[Opening Quoted passage section]

Natural language to SQL query translation pipeline with frontend.
Features
-
Natural Language Processing: Converts user queries (e.g., "Show flights from JFK") into SQL using Google’s Gemini API.
-
Vector Search: Enhances query generation with similar past queries via Sentence Transformers and pgvector.
-
Asynchronous Database Access: Uses asyncpg for efficient PostgreSQL interactions with a 10-second query timeout.
-
Interactive UI: HTMX-driven frontend with Jinja2 templates for real-time query execution and feedback.
-
Rate Limiting: Limits API requests (e.g., 1 per 15 seconds) using slowapi.
-
Feedback Loop: Allows users to submit corrections, stored in the database for future improvements.
-
Configurable: Non-sensitive settings in textql.yaml, secrets in .env.
Data flows from natural language input to SQL generation, execution, and feedback storage, leveraging embeddings for context.
Architecture
sequenceDiagram
participant U as User
participant A as FastAPI + HTMX UI
participant I as Importer
participant DB as Database Manager (PostgreSQL)
participant R1 as Routes: /generate-sql
participant L as Loader
participant V as Vector Search
participant P as Prompter
participant G as LLM Generator
participant F as Query Formatter
participant Val as Query Validator
participant T as Query Token Store
participant R2 as Routes: /execute-sql
participant R3 as Routes: /submit-feedback
participant K as Gemini API
%% Step 1: Initialization via Importer
note right of I: Runs first to initialize DB
I->>DB: Initialize database (create tables, import CSV)
DB-->>I: Tables created, data imported
I->>DB: Insert embeddings into Text Embeddings
DB-->>I: Embeddings stored
%% Step 2: App Startup
note right of A: App starts after initialization
A->>DB: Initialize connection pool
%% Step 3: User Interaction - Generate SQL
U->>A: Submit NL Query (e.g., "Show flights from JFK")
A->>R1: POST /generate-sql
R1->>G: Sanitized query
G->>L: Fetch schema and samples
L->>DB: Get schema (flights, airlines, airports)
DB-->>L: Schema data
L->>DB: Get sample data
DB-->>L: Sample rows
L->>V: Trigger vector search
V->>DB: Query Text Embeddings for similar rows
DB-->>V: Similar rows
V-->>L: Return similar rows
L->>P: Schema, samples, similar rows
P-->>G: Formatted prompt
G->>K: API call with prompt
K-->>G: Raw SQL
G->>F: Format raw SQL
F-->>G: Formatted SQL
G->>Val: Validate SQL
Val-->>G: Validated SQL
G->>T: Store SQL with token
T-->>R1: Token + SQL
R1-->>A: Render HTML with SQL and token
A-->>U: Display generated SQL
%% Step 4: Execute SQL
U->>A: Click Execute (POST /execute-sql)

[Closing Quoted passage section]
[Opening Records section]

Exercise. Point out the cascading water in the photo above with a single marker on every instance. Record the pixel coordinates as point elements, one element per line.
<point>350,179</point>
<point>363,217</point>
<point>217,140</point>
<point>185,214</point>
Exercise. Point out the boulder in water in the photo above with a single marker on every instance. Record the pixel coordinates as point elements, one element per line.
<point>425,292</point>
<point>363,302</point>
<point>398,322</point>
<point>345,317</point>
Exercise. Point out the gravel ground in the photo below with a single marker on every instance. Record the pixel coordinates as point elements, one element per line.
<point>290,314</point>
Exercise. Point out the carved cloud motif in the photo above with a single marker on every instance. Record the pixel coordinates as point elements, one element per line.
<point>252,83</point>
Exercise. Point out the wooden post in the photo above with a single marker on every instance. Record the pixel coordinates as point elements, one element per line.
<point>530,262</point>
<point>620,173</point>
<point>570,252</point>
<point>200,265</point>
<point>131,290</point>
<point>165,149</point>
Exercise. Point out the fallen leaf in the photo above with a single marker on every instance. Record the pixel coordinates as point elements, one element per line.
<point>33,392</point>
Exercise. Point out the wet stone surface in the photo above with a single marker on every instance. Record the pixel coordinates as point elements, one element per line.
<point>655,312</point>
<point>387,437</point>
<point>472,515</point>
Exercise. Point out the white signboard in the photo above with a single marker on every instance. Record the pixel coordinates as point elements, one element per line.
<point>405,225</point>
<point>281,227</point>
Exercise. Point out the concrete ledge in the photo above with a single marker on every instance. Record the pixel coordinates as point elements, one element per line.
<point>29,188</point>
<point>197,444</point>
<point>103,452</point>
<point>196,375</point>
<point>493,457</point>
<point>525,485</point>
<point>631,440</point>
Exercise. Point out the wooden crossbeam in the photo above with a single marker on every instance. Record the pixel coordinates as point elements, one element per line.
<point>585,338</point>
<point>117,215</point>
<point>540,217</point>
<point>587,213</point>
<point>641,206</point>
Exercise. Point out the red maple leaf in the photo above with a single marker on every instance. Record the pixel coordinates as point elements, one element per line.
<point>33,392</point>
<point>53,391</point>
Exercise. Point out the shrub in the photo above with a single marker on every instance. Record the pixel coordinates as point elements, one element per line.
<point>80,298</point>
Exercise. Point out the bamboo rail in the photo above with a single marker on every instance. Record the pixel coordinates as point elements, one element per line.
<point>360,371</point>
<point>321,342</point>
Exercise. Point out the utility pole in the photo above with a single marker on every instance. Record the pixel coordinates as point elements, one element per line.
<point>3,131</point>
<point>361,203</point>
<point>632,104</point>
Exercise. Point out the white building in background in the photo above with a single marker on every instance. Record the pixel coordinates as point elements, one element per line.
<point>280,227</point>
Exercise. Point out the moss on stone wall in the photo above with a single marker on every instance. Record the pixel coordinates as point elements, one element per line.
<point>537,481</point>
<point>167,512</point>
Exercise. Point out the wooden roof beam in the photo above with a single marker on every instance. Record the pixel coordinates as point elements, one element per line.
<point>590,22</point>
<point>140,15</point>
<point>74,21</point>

[Closing Records section]

What to do:
A. Copy the text-to-SQL project description starting with "Natural language to" and going on through "Google’s Gemini API.", but switch "Natural Language Processing" to "Language Understanding".
B. Please resume the text-to-SQL project description from where it stops.

Results:
A.
Natural language to SQL query translation pipeline with frontend.
Features
-
Language Understanding: Converts user queries (e.g., "Show flights from JFK") into SQL using Google’s Gemini API.

B.
A->>R2: POST /execute-sql with token
R2->>T: Retrieve SQL by token
T-->>R2: SQL
R2->>DB: Execute SQL
DB-->>R2: Results/Error
R2-->>A: Render HTML with results
A-->>U: Display results
%% Step 5: Submit Feedback
U->>A: Submit feedback (Yes/No, optional correction)
A->>R3: POST /submit-feedback with token
R3->>T: Retrieve original SQL
T-->>R3: SQL
R3->>DB: Store feedback (NL, SQL, correction)
DB-->>R3: Feedback stored
R3-->>A: Render feedback response
A-->>U: Display feedback confirmation
Prerequisites
-
Python: 3.9+
-
PostgreSQL: 13+ with pgvector extension
-
Dependencies: Listed in requirements.txt
-
Google Gemini API Key: For LLM integration
Installation
-
copy .env file
-
docker-compose up --build -d
-
./init.sh
Usage
-
Visit the Root Page: Open http://127.0.0.1:8000 to see the TextQL interface.
-
Generate SQL:
-
Enter a natural language query (e.g., "Show flights from JFK").
-
Submit via the form (POST /generate-sql).
-
View the generated SQL query.
-
-
Execute SQL:
-
Click "Execute Query" (POST /execute-sql using the query_token).
-
See results in a table.
-
-
Submit Feedback:
-
Approve ("Yes") or correct ("No") the query (POST /submit-feedback).
-
Provide a corrected SQL query if needed.
-
API EndpointsWhile primarily a web app, the endpoints are accessible:
-
GET /: Root page (HTML).
-
POST /generate-sql: Generates SQL from natural language input.
-
Body: natural_language_input (form-data).
-
Response: HTML with SQL and token.
-
-
POST /execute-sql: Executes a generated SQL query.
-
Body: query_token (form-data).
-
Response: HTML with results or error.
-
-
POST /submit-feedback: Submits feedback on a query.
-
Body: query_token, feedback, corrected_sql (optional, form-data).
-
Response: HTML with feedback result.
-
Rate Limits:
-
/generate-sql, /execute-sql: 1 request per 15 seconds.
-
/submit-feedback: 1 request per 5 seconds.